Exercise instructions = Your reply should consist of the entries, copied exactly and stripped of images.

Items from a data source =
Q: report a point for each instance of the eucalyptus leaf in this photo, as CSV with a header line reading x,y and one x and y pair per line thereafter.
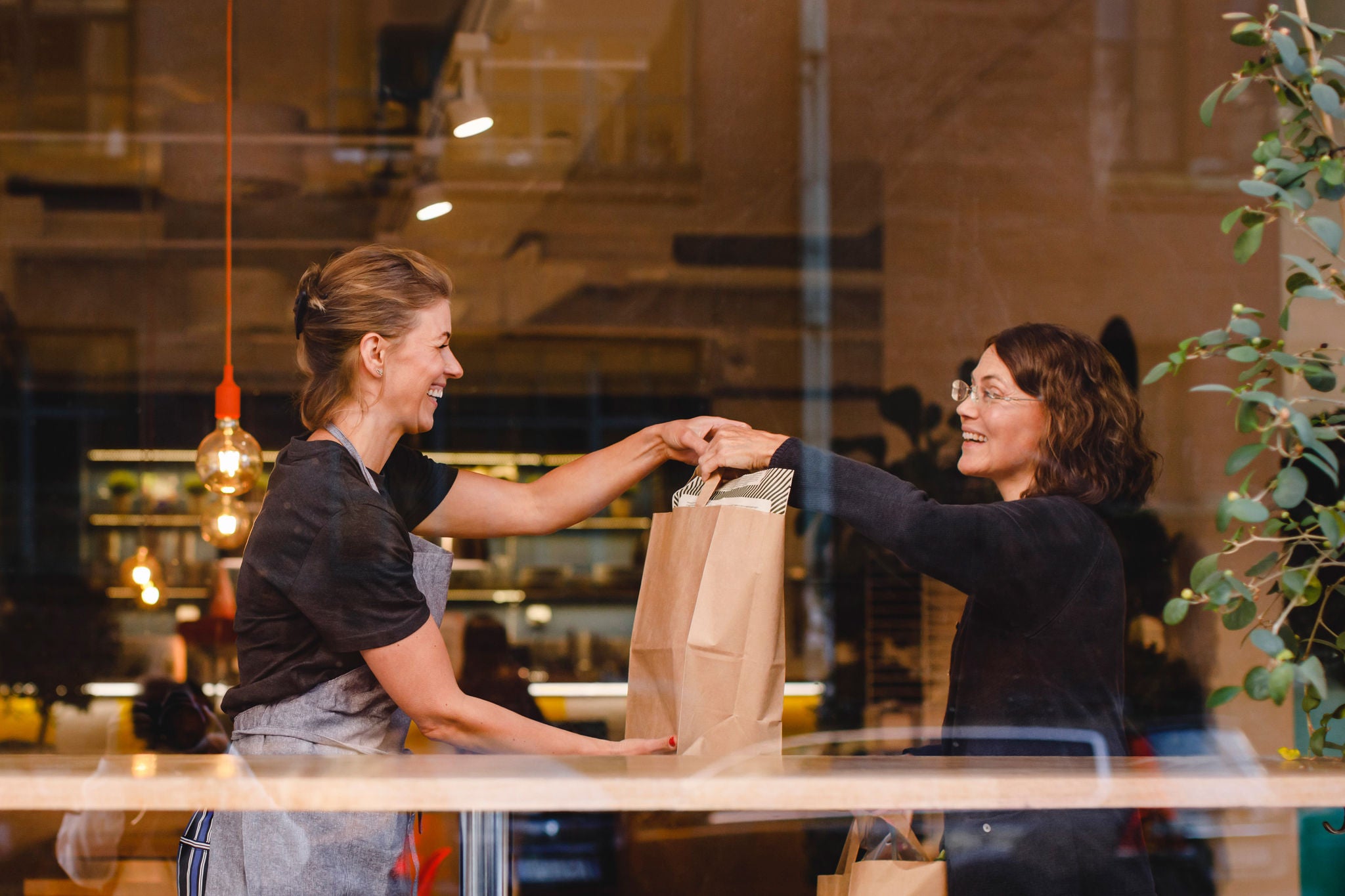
x,y
1268,641
1289,56
1329,191
1321,465
1331,524
1327,228
1304,265
1247,244
1158,372
1314,675
1333,172
1281,680
1207,108
1290,488
1238,89
1319,378
1325,98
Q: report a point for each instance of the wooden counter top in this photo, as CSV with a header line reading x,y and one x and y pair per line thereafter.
x,y
685,784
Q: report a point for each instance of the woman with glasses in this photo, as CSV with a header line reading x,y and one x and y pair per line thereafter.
x,y
1038,660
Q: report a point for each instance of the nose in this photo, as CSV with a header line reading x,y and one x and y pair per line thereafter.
x,y
452,370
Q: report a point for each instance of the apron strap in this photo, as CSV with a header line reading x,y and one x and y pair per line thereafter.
x,y
341,437
304,735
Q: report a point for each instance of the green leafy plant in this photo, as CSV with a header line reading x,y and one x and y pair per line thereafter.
x,y
1297,167
121,482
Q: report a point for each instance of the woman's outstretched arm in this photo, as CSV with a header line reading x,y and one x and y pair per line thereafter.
x,y
481,507
977,548
417,675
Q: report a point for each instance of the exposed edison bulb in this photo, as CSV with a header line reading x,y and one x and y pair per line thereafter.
x,y
141,568
227,523
229,459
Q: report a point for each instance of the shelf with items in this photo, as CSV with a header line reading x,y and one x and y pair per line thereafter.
x,y
133,498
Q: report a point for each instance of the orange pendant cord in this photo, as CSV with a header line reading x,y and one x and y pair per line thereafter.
x,y
228,398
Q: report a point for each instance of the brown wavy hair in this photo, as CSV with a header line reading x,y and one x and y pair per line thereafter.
x,y
1094,448
372,289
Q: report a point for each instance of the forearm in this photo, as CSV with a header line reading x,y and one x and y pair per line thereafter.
x,y
478,726
944,542
584,486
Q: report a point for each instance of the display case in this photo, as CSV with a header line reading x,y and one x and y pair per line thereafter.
x,y
567,599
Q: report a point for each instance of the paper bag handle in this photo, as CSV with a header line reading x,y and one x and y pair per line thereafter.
x,y
850,852
708,490
902,824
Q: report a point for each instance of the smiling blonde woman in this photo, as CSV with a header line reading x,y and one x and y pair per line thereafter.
x,y
1038,658
343,584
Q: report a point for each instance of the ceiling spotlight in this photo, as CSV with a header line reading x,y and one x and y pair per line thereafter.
x,y
430,200
470,114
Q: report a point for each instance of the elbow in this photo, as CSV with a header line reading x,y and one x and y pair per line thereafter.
x,y
450,725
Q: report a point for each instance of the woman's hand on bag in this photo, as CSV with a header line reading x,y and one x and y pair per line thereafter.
x,y
739,449
643,746
686,440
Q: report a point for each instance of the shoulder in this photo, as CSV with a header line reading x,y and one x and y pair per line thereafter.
x,y
314,481
1061,519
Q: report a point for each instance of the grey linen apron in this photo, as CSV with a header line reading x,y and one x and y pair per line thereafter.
x,y
276,853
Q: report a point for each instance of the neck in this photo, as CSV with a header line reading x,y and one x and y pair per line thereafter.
x,y
1012,488
372,437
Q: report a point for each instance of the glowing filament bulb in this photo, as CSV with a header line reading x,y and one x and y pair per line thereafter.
x,y
229,463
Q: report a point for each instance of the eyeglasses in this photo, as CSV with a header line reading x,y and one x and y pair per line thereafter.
x,y
962,391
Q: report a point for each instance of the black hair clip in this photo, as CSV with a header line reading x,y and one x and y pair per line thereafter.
x,y
300,309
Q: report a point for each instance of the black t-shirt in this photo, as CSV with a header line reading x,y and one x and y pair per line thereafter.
x,y
327,571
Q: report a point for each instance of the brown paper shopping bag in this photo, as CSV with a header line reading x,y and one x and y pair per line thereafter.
x,y
883,876
708,643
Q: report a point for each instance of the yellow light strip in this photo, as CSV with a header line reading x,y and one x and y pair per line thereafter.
x,y
156,456
618,688
164,594
455,458
146,519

Result below =
Q: report a point for each instance of the eucalyptus leaf in this photo, as CSV with a header line reading x,y and one x and y pair per line thereafter.
x,y
1268,641
1289,56
1329,191
1321,465
1331,524
1327,228
1304,265
1247,244
1158,372
1314,675
1333,172
1281,680
1207,108
1290,488
1238,89
1319,378
1325,98
Q: report a point for each instance of the wooden counter top in this photo, as CSV with a header line reading x,y and one x and y pair per line thereafter.
x,y
685,784
Q: report a point for each instance of the woman with glasses in this photo, as CSV with a header line reading x,y and one x and y pair per line thereafter.
x,y
1038,660
Q: report a point for each instance of the nose in this photo, as CSV with a header line reading x,y and one x and y pair per line thereafter.
x,y
452,370
Q: report a point for each instance of the apron strap in this photo, as CSV with a header line reading x,y and one x and y pair per line thereafter.
x,y
341,437
304,735
Q: report a point for each instance of the green leafy plant in this photo, as CSV with a header line reading x,y and one x and y pair per line thereafter.
x,y
1297,167
121,482
Q: report a point for each instance of the woman's outstretched arm in this photo, as CSV with a header line reading x,y and one x and y pair per line thereafter.
x,y
481,507
977,548
417,675
Q: report a point for each instance of the exposed edison bulb in this photo, as CSV with a header line reading x,y and one x and y pair per line thereafter.
x,y
141,568
227,523
229,459
Q: report a point for each instance of the shelf with items in this photo, as CSV with a header line reading x,y and one x and y pair per line thereafter.
x,y
133,498
Q: report a point for each instance of the orange pendant cord in this photo, as CSV with a header line reading x,y and one x and y pair per line thereafter.
x,y
228,398
Q: report a point for each instance of the brown wavy hair in this photo, as CSV with a header line reading x,y and one x and y pair per line thereafter.
x,y
1094,448
372,289
Q: report a point for each instance of the forearm in this photo, as CSV with a header line reading x,y and one x and y pair per line thereafter.
x,y
478,726
944,542
584,486
Q: report a point for each instance of the display case in this photo, as CSV with a header line reading x,y and one x and y pair per line thereafter.
x,y
567,599
Q: report a point for each instance of the paper bag handle in this photo, as CSV with a header line reading x,y and one x and y pair per line thereafter.
x,y
850,852
708,490
902,824
Q: report a point for each instance of the smiling blonde woman in this photo, as CSV with a header line reading x,y and one x and y pair per line thereafter.
x,y
1038,658
343,584
Q: report a point for each instance of the ceiling spotlight in this photo, as CSV with a header line reading x,y and one x and y pair per line thereafter.
x,y
430,200
470,114
Q: report a point for each instance of the elbow in this photo, as CSV with a header line reading x,y and one x and y pair per line thereafter.
x,y
450,725
Q: report a point for each instance of the woman's hand on bag in this photo, as CSV with a header line reading x,y and one x and y pair per line thereafter.
x,y
739,449
643,746
686,440
Q: report a point for each instance of the shoulder in this photo, as CSV with a header line reading x,y and one x and y pair per line thereafter.
x,y
314,481
1061,519
Q: report a point for each instance of the grey linen apron in this photo, as CSV with a header line reading x,y and one x and y pair per line thereafter.
x,y
276,853
Q: report a point for each instance of the neck in this photo, as CSV with a header line reading x,y and one x and y pair per line thereafter.
x,y
1012,488
372,437
Q: report a point for each instance of the glowing filament bulb in this photo, as CSV with a header line reading x,y and one x and y pair per line thereafter.
x,y
229,463
Q: report a point for each instance of the eyeglasses in this photo, as CSV with a header line reading x,y and one x and y pair per line thereafter.
x,y
962,391
Q: report a point for each instance of the black hair clip in this photo, as CSV with a header line reading x,y and one x and y pair per line thereafter.
x,y
300,309
Q: report a point for each instance of the black t-shirt in this photo, as CSV with a header line reading x,y and one x and y pair per line thereafter.
x,y
327,571
Q: report a point for each instance of the brown paper shopping bag in this photo, as CSV with a header line reading x,y and one x and y pair per line thereafter.
x,y
883,876
708,643
Q: report a point for each instance of the yellow light strip in this photo, as CSV with a header line reading x,y and one x and y pair per line thereafter.
x,y
156,456
618,688
164,594
455,458
146,519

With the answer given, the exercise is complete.